*BRIEF 1*. What time does the conference call start, according to the Celldex earnings excerpt?
*BRIEF 2*. Pick up the Celldex earnings excerpt right after its last sentence and keep writing it.

*PROVIDED PASSAGE*.
━━━━
Net loss: Net loss was $32.0 million, or ($0.32) per share, for the second quarter of 2016 and $66.6 million, or ($0.67) per share, for the six months ended June 30, 2016, compared to a net loss of $32.4 million, or ($0.33) per share and $62.5 million, or ($0.65) per share for the comparable periods in 2015.
Financial Guidance: Celldex believes that the cash, cash equivalents and marketable securities at June 30, 2016 combined with the anticipated proceeds from future sales of our common stock under our $60 million sales agreement with Cantor Fitzgerald & Co. are sufficient to meet estimated working capital requirements and fund planned operations through 2018.
Webcast and Conference Call
Celldex executives will host a conference call at 4:30 p.m. ET today to discuss financial and business results and to provide an update on key 2016 objectives. The conference call and presentation will be webcast live over the Internet and can be accessed by going to the "Events & Presentations" page under the "Investors & Media" section of the Celldex Therapeutics website at www.celldex.com. The call can also be accessed by dialing (866) 743-9666 (within the United States) or (760) 298-5103 (outside the United States). The passcode is 53265640.
━━━━
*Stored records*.
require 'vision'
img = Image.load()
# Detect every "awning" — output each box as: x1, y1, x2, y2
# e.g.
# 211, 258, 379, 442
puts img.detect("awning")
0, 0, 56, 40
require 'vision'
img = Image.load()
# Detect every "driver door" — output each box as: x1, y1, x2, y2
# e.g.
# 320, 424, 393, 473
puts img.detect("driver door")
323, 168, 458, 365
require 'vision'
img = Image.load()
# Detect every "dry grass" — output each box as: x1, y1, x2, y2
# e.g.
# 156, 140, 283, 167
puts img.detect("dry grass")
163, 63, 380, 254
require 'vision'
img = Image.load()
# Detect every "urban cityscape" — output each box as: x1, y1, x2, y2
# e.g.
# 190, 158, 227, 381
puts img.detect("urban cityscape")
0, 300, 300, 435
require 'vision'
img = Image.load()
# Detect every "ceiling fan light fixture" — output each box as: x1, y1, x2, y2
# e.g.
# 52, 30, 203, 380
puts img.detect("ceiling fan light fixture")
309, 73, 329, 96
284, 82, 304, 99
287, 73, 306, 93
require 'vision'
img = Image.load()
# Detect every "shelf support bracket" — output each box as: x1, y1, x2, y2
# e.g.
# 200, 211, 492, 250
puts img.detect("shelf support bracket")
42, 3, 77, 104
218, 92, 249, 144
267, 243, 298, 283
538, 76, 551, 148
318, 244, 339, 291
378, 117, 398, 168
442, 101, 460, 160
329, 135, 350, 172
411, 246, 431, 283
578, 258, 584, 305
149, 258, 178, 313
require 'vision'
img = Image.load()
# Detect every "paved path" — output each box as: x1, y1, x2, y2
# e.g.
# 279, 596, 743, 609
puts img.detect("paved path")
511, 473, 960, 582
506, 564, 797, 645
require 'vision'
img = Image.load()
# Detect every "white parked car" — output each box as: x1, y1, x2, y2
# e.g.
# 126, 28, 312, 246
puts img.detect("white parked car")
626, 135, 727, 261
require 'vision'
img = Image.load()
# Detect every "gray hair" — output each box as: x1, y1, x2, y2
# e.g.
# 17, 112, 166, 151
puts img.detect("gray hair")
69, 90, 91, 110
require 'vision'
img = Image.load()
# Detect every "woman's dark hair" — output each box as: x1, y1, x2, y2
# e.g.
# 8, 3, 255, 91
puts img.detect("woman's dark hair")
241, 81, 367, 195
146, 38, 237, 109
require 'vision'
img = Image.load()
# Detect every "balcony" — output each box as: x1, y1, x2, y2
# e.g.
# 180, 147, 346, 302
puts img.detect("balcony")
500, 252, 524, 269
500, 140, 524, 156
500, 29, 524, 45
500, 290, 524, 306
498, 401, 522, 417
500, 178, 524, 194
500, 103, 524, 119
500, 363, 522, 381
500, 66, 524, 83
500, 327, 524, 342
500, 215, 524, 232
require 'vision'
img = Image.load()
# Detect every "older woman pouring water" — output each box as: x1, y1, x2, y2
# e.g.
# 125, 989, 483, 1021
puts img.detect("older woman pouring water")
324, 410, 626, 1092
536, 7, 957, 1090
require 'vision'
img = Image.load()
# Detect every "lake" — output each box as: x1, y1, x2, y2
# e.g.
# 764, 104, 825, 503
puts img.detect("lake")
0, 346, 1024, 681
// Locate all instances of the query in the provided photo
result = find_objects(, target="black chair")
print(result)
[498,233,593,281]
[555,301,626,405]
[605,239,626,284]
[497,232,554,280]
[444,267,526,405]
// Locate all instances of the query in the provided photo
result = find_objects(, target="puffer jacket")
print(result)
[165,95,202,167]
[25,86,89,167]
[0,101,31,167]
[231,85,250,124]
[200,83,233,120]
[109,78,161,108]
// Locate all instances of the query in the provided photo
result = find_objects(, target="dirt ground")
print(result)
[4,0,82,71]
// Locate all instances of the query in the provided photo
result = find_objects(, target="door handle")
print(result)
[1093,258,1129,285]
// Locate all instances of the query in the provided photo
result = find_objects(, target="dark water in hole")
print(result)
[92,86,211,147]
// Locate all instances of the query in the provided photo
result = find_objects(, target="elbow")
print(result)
━━━━
*RESPONSE BOX 1*. 4:30 p.m. ET

*RESPONSE BOX 2*.
A replay of the call will be available approximately two hours after the live call concludes through August 15, 2016. To access the replay, dial (855) 859-2056 (within the United States) or (404) 537-3406 (outside the United States). The passcode is 53265640. The webcast will also be archived on the Company's website.
RINTEGA® is a registered trademark of Celldex Therapeutics. Opdivo® and Yervoy® are registered trademarks of Bristol-Myers Squibb. Sutent® is a registered trademark of Pfizer. Tecentriq® is a registered trademark of Genentech. Hiltonol® is a registered trademark of Oncovir.
About Celldex Therapeutics, Inc.
Celldex is developing targeted therapeutics to address devastating diseases for which available treatments are inadequate. Our pipeline is built from a proprietary portfolio of antibodies and immunomodulators used alone and in strategic combinations to create novel, disease-specific therapies that induce, enhance or suppress the body's immune response. Visit www.celldex.com.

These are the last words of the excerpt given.